Textausschnitt
- - -

Bei Blogg dein Buch habe ich mich diesmal spontan für Das Lied meines Vaters von Andreas Hauffe mit 373 Seiten, erscheinen bei dotbooks, entschieden. Die Beschreibung von der Vergangenheitssuche klang ganz interessant und ich konnte zwischen die Einmal durchs Regal Thriller auch etwas angenehmes lesen. Nach dem Lesen aber sind meine Gefühle gemischt. Das Buch hat wirklich gute Ideen und leider auch ein paar schwache Seiten.
Felix wird Vater und verliert beinahe gleichzeitig seine Großmutter, die ihn aufgezogen hat, nachdem sein eigener Vater verschwunden war und seine Mutter nach einem missglückten Selbstmordversuch aufhörte, auf das Leben zu reagieren. Mit dieser Vergangenheit ist es nur verständlich, wenn Felix von Selbstzweifel geplagt werden. Die Mutter seines Kindes ist außerdem sehr erfolgreich und bekommt kurz nach der Geburt des gemeinsamen Sohnes das Angebot, bei einem Film mitzuarbeiten (hinter der Kamera). Das schlaucht Felix‘ Ego noch ein bisschen mehr, zudem ist der Boss seiner Liebsten alles, was Felix nicht ist. Streit ist vorprogrammiert. Als Felix bei den Sachen seiner Oma eine alte Platte findet, die sein Vater einmal aufgenommen hat, und Briefe, mit denen aus Italien regelmäßig Geld kam, will er sich auf machen, seinen Vater und seine Vergangenheit zu suchen.

- - -

Aufgabenstellung
Aktualisiere in der Buchbesprechung die Passage von „Felix wird Vater“ bis „Vergangenheit zu suchen.“, indem du „Platte“ durch „Schallplatte“ ersetzt, und gib die Passage vollständig wieder.

[Gespeicherte Dateneinträge]
- - -

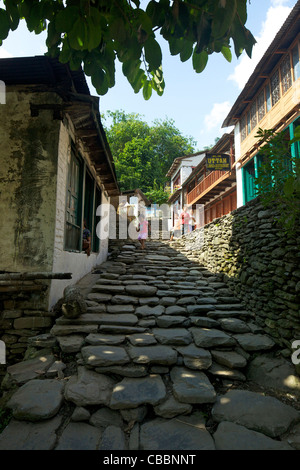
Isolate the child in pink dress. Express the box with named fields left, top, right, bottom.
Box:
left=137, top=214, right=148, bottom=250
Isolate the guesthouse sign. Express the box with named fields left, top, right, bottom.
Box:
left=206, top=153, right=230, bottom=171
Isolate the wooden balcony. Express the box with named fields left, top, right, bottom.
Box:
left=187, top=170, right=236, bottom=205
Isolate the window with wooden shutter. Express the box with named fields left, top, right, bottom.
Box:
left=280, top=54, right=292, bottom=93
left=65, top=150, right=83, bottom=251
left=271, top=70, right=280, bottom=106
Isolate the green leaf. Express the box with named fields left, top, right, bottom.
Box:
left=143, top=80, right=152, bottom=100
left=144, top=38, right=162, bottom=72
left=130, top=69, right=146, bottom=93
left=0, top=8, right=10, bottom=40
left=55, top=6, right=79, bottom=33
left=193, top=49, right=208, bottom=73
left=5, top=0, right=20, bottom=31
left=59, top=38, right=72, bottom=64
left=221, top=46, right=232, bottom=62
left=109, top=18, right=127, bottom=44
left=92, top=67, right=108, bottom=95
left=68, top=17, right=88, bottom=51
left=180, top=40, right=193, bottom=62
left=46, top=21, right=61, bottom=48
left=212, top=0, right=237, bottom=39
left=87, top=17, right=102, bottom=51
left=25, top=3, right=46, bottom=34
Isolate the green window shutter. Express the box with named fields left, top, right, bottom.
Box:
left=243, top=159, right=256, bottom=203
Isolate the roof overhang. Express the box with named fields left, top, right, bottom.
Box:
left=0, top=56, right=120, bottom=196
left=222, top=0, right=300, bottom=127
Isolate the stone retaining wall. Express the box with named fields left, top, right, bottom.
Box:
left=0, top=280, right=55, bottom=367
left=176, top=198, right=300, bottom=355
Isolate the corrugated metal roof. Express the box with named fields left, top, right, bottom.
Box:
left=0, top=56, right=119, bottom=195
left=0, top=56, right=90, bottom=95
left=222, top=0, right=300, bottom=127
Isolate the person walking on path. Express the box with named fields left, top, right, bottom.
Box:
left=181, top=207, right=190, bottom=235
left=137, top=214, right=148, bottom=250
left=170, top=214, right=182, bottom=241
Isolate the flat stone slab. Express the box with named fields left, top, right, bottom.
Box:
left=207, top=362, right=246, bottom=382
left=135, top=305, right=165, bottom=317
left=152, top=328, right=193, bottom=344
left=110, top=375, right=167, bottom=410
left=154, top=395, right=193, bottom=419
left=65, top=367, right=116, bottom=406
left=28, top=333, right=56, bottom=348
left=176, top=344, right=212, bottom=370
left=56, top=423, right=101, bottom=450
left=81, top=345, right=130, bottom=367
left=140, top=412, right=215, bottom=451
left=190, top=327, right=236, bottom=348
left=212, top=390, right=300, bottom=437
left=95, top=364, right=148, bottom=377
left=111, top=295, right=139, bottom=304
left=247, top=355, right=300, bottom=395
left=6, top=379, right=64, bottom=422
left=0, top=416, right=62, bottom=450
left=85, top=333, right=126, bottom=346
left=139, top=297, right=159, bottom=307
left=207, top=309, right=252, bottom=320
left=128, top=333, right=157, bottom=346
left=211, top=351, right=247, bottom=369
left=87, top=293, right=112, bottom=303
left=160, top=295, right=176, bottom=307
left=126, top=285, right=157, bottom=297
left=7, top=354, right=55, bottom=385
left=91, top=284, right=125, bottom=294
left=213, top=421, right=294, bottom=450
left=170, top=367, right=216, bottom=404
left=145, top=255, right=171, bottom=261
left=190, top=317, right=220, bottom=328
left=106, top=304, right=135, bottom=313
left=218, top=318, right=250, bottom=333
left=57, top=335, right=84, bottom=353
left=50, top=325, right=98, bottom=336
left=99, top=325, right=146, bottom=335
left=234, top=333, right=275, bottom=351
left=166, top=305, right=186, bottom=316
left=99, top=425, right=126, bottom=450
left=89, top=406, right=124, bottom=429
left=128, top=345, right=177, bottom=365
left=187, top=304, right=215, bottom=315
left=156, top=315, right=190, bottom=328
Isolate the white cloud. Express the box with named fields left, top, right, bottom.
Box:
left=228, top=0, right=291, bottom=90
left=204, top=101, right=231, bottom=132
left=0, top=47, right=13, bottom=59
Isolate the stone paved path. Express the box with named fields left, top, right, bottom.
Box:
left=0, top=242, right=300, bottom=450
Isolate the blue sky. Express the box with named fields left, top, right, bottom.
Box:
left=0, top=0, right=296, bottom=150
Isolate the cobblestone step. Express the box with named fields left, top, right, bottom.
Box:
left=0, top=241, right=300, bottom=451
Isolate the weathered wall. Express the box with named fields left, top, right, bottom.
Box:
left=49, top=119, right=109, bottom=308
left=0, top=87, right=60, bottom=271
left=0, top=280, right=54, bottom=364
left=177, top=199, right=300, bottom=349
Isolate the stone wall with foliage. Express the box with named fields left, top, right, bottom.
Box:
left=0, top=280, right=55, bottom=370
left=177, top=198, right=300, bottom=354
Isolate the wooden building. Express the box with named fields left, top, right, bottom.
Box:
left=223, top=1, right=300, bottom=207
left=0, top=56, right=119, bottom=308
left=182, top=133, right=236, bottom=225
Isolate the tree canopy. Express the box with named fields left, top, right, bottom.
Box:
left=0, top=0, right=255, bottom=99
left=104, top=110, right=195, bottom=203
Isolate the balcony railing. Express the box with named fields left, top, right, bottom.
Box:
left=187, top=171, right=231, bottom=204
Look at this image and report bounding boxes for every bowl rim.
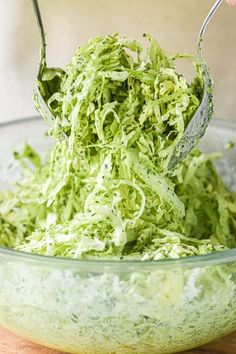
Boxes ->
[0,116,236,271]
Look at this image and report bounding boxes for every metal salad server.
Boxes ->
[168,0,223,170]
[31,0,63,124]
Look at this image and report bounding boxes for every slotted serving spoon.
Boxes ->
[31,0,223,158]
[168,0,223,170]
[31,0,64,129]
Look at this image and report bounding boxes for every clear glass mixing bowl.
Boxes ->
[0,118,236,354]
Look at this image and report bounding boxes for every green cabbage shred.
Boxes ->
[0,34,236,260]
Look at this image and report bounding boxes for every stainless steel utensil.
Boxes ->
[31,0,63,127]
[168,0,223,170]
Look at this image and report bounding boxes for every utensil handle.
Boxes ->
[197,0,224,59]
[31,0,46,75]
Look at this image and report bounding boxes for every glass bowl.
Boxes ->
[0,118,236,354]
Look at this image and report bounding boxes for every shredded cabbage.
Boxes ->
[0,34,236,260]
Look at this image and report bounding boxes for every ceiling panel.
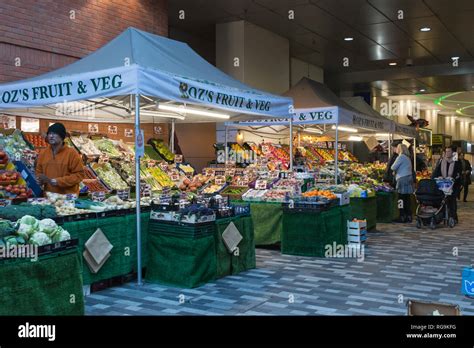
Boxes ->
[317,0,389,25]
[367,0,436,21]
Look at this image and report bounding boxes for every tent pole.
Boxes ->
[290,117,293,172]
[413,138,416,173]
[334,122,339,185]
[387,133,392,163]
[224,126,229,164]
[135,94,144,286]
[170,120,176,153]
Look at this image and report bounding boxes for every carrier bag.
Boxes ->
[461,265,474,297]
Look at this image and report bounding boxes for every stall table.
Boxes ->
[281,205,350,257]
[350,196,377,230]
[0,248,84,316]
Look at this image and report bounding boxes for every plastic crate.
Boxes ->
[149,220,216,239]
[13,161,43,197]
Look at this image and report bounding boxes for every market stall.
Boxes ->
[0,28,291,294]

- - -

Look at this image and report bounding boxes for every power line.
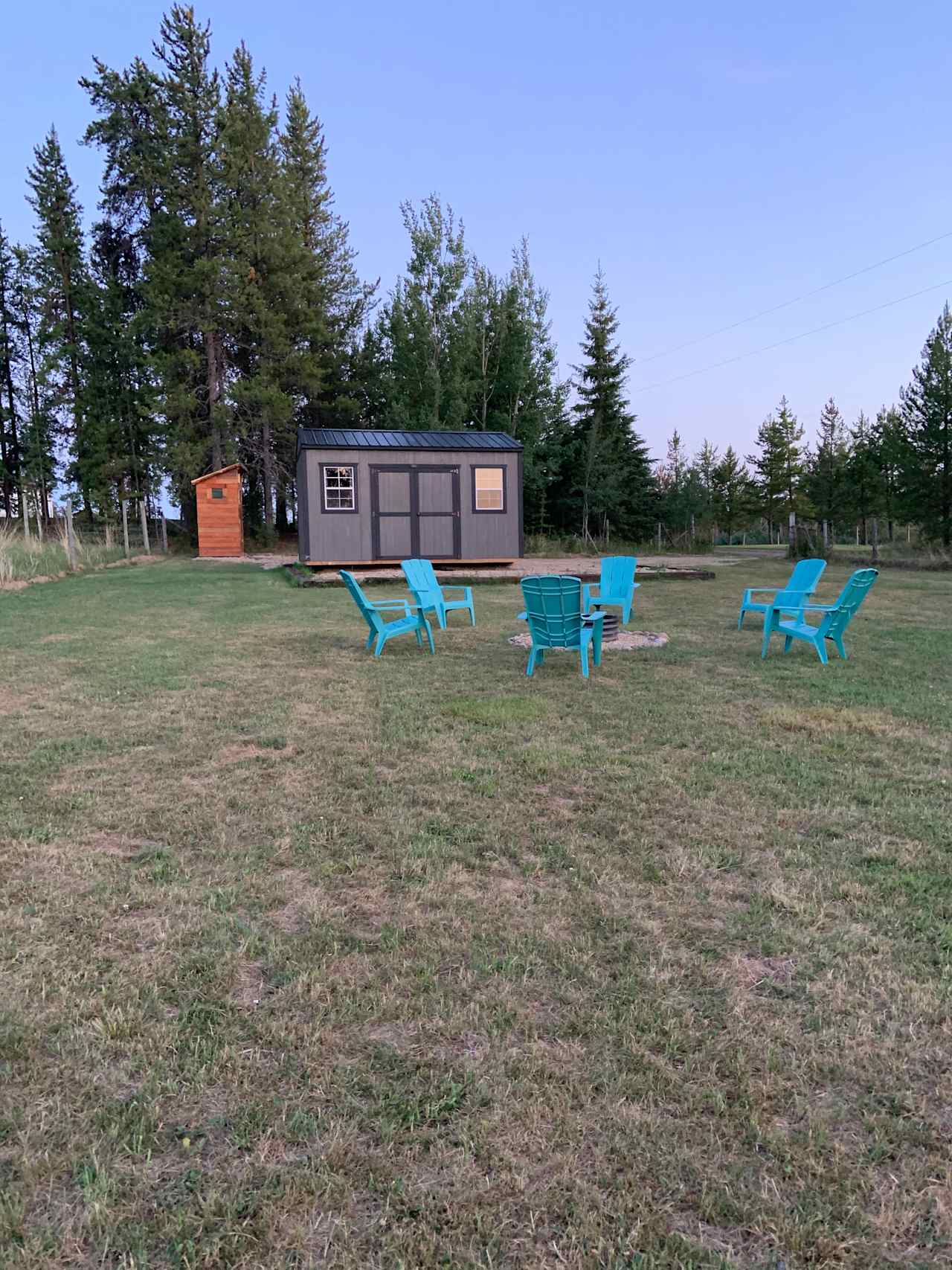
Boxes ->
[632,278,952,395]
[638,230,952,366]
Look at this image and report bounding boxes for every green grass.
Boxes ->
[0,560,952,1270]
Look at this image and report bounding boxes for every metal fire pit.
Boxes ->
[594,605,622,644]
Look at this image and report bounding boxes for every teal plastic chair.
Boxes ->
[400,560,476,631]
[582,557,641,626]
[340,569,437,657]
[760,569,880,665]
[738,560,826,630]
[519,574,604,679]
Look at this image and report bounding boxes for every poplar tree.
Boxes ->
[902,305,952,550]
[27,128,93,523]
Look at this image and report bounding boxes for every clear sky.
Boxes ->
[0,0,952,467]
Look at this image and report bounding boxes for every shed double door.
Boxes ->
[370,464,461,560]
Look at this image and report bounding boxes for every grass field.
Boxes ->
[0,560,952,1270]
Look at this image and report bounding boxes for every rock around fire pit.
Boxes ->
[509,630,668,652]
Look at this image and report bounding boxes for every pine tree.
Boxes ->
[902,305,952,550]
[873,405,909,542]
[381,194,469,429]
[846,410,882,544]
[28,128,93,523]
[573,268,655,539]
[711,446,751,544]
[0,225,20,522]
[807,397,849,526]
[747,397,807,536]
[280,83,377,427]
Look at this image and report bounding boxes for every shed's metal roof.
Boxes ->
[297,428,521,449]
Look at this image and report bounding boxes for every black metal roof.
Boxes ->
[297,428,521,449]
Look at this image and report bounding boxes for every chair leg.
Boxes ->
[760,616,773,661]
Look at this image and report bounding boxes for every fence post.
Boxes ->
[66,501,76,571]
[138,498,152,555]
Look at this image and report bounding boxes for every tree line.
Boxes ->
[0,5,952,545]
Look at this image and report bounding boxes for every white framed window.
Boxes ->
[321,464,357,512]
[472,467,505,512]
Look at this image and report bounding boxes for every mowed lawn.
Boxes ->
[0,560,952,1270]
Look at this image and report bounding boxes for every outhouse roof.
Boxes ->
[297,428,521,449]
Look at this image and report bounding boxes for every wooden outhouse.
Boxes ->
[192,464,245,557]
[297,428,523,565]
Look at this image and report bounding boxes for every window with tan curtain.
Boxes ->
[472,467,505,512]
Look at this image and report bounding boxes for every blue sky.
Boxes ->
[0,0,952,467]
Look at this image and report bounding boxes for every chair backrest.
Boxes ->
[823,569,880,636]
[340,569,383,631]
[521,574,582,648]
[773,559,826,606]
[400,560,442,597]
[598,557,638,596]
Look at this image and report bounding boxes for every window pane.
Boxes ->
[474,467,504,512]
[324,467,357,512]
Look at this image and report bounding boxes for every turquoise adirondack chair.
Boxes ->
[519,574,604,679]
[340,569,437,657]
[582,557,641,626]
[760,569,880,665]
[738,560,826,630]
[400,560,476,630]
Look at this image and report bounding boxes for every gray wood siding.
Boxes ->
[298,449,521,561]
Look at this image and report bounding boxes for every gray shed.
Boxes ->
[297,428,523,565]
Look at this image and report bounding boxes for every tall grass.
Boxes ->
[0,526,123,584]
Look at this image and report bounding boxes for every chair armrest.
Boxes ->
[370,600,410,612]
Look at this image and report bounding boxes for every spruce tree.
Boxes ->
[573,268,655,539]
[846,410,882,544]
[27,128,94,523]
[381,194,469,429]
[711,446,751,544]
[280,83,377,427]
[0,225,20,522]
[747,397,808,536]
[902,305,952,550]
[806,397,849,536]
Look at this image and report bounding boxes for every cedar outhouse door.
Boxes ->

- - -

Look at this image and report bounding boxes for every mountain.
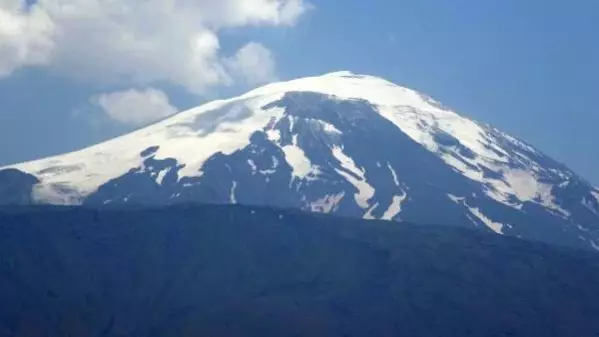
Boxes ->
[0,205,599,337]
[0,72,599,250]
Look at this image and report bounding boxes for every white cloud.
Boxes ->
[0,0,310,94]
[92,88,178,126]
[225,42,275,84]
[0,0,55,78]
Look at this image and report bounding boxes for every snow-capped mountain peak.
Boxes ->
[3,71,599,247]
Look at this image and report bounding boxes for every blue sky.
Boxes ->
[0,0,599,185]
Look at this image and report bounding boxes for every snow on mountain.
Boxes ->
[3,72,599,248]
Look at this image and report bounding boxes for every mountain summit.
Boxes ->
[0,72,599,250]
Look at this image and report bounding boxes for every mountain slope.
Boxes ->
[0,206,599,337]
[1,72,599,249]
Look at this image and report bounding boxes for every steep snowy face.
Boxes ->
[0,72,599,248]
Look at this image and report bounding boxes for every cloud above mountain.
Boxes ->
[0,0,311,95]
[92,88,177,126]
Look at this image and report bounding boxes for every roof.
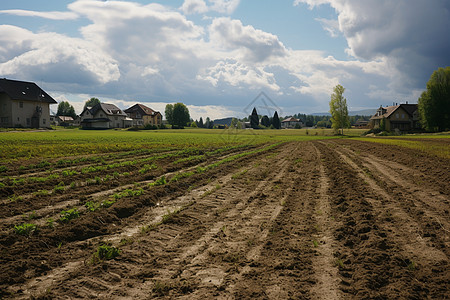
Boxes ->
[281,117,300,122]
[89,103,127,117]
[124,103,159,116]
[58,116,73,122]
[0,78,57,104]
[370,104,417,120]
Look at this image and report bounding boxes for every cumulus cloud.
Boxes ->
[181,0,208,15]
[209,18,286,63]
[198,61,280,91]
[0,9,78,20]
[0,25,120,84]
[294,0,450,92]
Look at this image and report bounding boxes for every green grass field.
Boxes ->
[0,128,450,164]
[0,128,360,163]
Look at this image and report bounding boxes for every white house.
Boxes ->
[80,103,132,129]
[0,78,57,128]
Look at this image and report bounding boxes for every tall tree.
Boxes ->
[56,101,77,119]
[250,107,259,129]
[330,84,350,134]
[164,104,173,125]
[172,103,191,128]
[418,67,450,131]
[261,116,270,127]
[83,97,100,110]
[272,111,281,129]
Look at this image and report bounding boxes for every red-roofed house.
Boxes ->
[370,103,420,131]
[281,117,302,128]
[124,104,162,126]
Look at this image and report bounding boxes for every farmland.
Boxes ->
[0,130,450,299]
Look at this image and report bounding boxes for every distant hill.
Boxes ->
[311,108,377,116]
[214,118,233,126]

- - -

Antwort
Felix wird Vater und verliert beinahe gleichzeitig seine Großmutter, die ihn aufgezogen hat, nachdem sein eigener Vater verschwunden war und seine Mutter nach einem missglückten Selbstmordversuch aufhörte, auf das Leben zu reagieren. Mit dieser Vergangenheit ist es nur verständlich, wenn Felix von Selbstzweifel geplagt werden. Die Mutter seines Kindes ist außerdem sehr erfolgreich und bekommt kurz nach der Geburt des gemeinsamen Sohnes das Angebot, bei einem Film mitzuarbeiten (hinter der Kamera). Das schlaucht Felix‘ Ego noch ein bisschen mehr, zudem ist der Boss seiner Liebsten alles, was Felix nicht ist. Streit ist vorprogrammiert. Als Felix bei den Sachen seiner Oma eine alte Schallplatte findet, die sein Vater einmal aufgenommen hat, und Briefe, mit denen aus Italien regelmäßig Geld kam, will er sich auf machen, seinen Vater und seine Vergangenheit zu suchen.